Required work
1. Transcribe the passage of the ECHELON article starting with "That system is" and going on through "of the U.S.".
2. Write the next part of the article on the ECHELON surveillance network, picking up after its final sentence.

--- START OF Reading text ---

Or suppose you're stuck in traffic and in your road rage you whip out a cell
phone and angrily call your congressman's office in Washington. There's a
chance the government is listening in on that conversation, too (but only for
the purposes of "training" new eavesdroppers).
Or suppose you're on a foreign trip--vacation, business, relief work--and you
send off a fax to some folks that Washington doesn't view too keenly. Your
message could be taken down and analyzed by the very same system.
That system is called ECHELON and it is controlled by the U.S. National
Security Agency (NSA). In America, it is the Intelligence Network That Dare Not
Be Acknowledged. Questions about it at Defense Department briefings are deftly
deflected. Requests for information about it under the Freedom of Information
Act linger in bureaucratic limbo. Researchers who mention possible uses of it
in the presence of intelligence officials are castigated. Members of
Congress--theoretically, the people's representatives who provide oversight of
the intelligence community--betray no interest in helping anyone find out
anything about it. Media outlets (save the award-winning but low-circulation
Covert Action Quarterly) ignore it. In the official view of the U.S.
Government, it doesn't exist.
But according to current and former intelligence officials, espionage scholars,
Australian and British investigative reporters, and a dogged New Zealand
researcher, it is all too real. Indeed, a soon-to-be finalized European
Parliament report on ECHELON has created quite a stir on the other side of the
Atlantic. The report's revelations are so serious that it strongly recommends
an intensive investigation of NSA operations.
The facts drawn out by these sources reveal ECHELON as a powerful electronic
net--a net that snags from the millions of phone, fax, and modem signals
traversing the globe at any moment selected communications of interest to a
five-nation intelligence alliance. Once intercepted (based on the use of key
words in exchanges), those communiqués are sent in real time to a
central computer system run by the NSA; round-the-clock shifts of American,
British, Australian, Canadian, and New Zealand analysts pour over them in
search of . . . what?
Originally a Cold War tool aimed at the Soviets, ECHELON has been redirected at
civilian targetsworldwide. In fact, as the European Parliament report noted,
political advocacy groups like Amnesty International and Greenpeace were
amongst ECHELON's targets. The system's awesome potential (and potential for
abuse) has spurred some traditional watchdogs to delve deep in search of its
secrets, and even prompted some of its minders within the intelligence
community to come forward. "In some ways," says Reg Whittaker, a
professor and intelligence scholar at Canada's York University, "it's
probably the most useful means of getting at the Cold War intelligence-sharing
relationship that still continues."

--- END OF Reading text ---
--- START OF Extracted information ---

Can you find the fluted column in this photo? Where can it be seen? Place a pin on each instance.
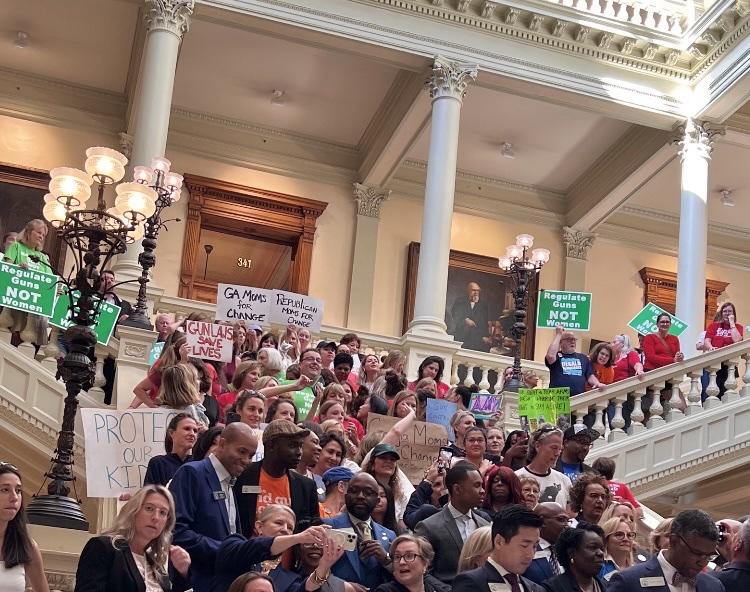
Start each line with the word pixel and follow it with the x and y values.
pixel 447 87
pixel 695 140
pixel 577 244
pixel 166 22
pixel 369 200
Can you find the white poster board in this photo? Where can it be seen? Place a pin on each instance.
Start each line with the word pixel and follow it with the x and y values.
pixel 288 308
pixel 243 303
pixel 209 341
pixel 118 446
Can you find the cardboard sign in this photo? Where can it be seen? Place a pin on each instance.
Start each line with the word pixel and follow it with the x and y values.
pixel 572 310
pixel 485 405
pixel 243 303
pixel 118 446
pixel 105 323
pixel 288 308
pixel 538 406
pixel 440 411
pixel 645 321
pixel 419 447
pixel 209 341
pixel 27 290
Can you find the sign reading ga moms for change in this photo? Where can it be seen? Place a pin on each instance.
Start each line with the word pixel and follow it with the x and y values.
pixel 645 321
pixel 572 310
pixel 27 290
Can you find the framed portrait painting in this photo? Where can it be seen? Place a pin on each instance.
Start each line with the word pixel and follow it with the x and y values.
pixel 479 303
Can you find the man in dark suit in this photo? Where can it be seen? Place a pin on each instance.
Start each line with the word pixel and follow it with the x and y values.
pixel 471 319
pixel 205 505
pixel 272 480
pixel 515 534
pixel 692 544
pixel 448 529
pixel 368 564
pixel 545 564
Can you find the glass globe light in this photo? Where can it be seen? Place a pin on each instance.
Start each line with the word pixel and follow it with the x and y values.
pixel 106 164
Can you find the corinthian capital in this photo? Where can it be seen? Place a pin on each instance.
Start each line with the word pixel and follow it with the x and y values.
pixel 169 15
pixel 450 79
pixel 369 199
pixel 696 137
pixel 577 242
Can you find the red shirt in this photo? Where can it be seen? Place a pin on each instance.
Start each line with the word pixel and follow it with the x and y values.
pixel 659 352
pixel 720 334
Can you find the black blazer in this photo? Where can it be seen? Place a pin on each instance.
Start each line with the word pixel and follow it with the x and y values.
pixel 104 568
pixel 302 490
pixel 566 583
pixel 479 580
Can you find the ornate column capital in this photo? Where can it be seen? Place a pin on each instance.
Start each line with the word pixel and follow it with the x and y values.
pixel 450 79
pixel 577 242
pixel 369 199
pixel 696 137
pixel 168 15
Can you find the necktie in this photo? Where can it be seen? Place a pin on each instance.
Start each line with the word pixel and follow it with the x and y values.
pixel 515 585
pixel 678 579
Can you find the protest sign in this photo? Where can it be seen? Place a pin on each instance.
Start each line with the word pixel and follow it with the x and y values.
pixel 243 303
pixel 27 290
pixel 106 319
pixel 540 406
pixel 645 321
pixel 485 405
pixel 288 308
pixel 572 310
pixel 209 341
pixel 419 446
pixel 440 411
pixel 118 446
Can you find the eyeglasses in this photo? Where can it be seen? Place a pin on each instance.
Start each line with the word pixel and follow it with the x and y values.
pixel 408 557
pixel 707 556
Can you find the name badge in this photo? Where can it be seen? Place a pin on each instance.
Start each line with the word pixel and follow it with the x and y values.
pixel 653 582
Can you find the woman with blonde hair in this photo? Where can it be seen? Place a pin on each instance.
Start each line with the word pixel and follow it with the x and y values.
pixel 476 549
pixel 141 537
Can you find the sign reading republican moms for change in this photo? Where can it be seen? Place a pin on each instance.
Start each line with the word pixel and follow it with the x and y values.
pixel 572 310
pixel 209 341
pixel 27 290
pixel 118 446
pixel 645 321
pixel 106 319
pixel 243 303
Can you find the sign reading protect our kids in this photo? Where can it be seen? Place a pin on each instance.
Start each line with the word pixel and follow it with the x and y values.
pixel 572 310
pixel 645 321
pixel 27 290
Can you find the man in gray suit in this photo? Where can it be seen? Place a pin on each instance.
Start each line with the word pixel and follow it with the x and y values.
pixel 448 530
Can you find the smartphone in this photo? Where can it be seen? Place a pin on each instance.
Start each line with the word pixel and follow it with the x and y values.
pixel 444 458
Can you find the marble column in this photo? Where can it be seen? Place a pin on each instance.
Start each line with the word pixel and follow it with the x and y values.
pixel 577 244
pixel 369 200
pixel 695 140
pixel 166 22
pixel 447 87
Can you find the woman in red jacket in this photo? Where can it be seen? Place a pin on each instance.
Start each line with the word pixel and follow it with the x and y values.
pixel 661 348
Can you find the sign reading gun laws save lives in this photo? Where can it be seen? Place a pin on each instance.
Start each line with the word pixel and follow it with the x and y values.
pixel 256 305
pixel 27 290
pixel 118 446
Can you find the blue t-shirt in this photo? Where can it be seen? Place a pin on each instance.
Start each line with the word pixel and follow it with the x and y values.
pixel 570 370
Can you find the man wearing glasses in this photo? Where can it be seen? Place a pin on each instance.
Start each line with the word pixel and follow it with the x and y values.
pixel 692 544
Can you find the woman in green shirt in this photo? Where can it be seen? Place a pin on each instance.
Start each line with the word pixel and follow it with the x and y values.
pixel 27 252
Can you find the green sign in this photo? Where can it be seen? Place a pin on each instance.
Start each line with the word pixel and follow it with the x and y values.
pixel 572 310
pixel 645 321
pixel 27 290
pixel 538 406
pixel 105 320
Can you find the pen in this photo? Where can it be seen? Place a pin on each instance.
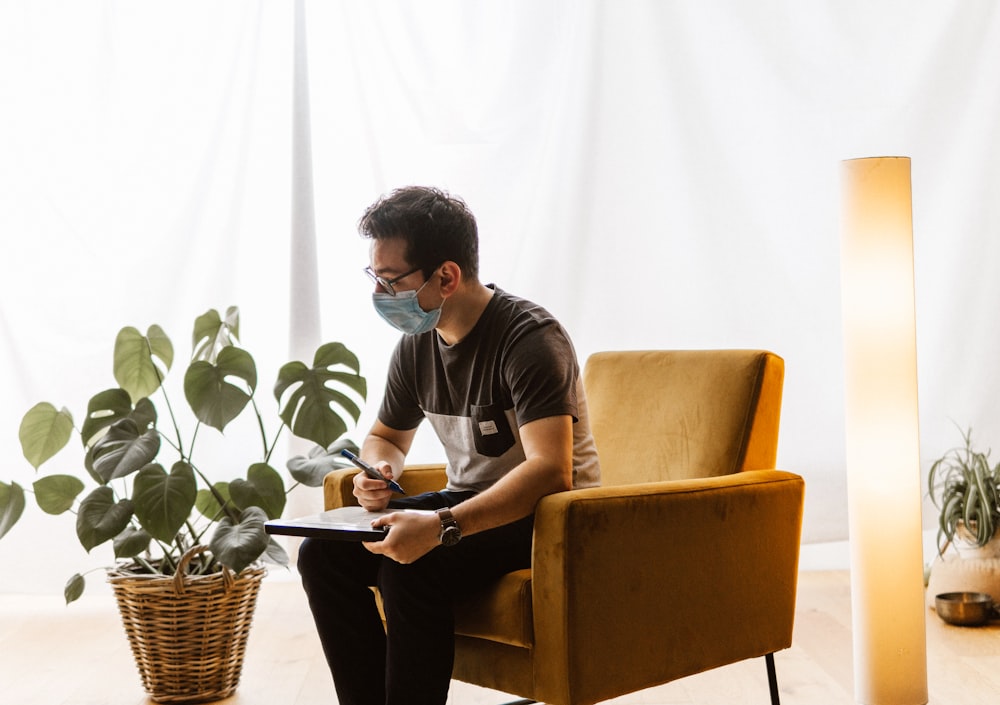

--- END OF Extracted information ---

Outputs in order
1.
That system is called ECHELON and it is controlled by the U.S. National
Security Agency (NSA). In America, it is the Intelligence Network That Dare Not
Be Acknowledged. Questions about it at Defense Department briefings are deftly
deflected. Requests for information about it under the Freedom of Information
Act linger in bureaucratic limbo. Researchers who mention possible uses of it
in the presence of intelligence officials are castigated. Members of
Congress--theoretically, the people's representatives who provide oversight of
the intelligence community--betray no interest in helping anyone find out
anything about it. Media outlets (save the award-winning but low-circulation
Covert Action Quarterly) ignore it. In the official view of the U.S.

2.
While the Central Intelligence Agency--responsible for covert operations and
human-gathered intelligence, or HUMINT--is the spy agency most people think of,
the NSA is, in many respects, the more powerful and important of the U.S.
intelligence organizations. Though its most egregious excesses of 20 years ago
are believed to have been curbed, in addition to monitoring all foreign
communications, it still has the legal authority to intercept any communication
that begins or ends in the U.S., as well as use American citizens' private
communications as fodder for trainee spies. Charged with the gathering of
signals intelligence, or SIGINT--which encompasses all electronic
communications transmissions--the NSA is larger, better funded, and infinitely
more secretive than the CIA. Indeed, the key document that articulates its
international role has never seen the light of day.
That document, known as the UKUSA Agreement, forged an alliance in 1948 among
five countries--the U.S., Britain, Australia, Canada, and New Zealand--to
geographically divvy up SIGINT-gathering responsibilities, with the U.S. as
director and main underwriter. Like the NSA--hardly known until the Pike and
Church congressional investigations of the '70s--the other four countries'
SIGINT agencies remain largely unknown and practically free of public
oversight. While other member nations conduct their own operations, there has
"never been any misunderstanding that we're NSA subsidiaries,"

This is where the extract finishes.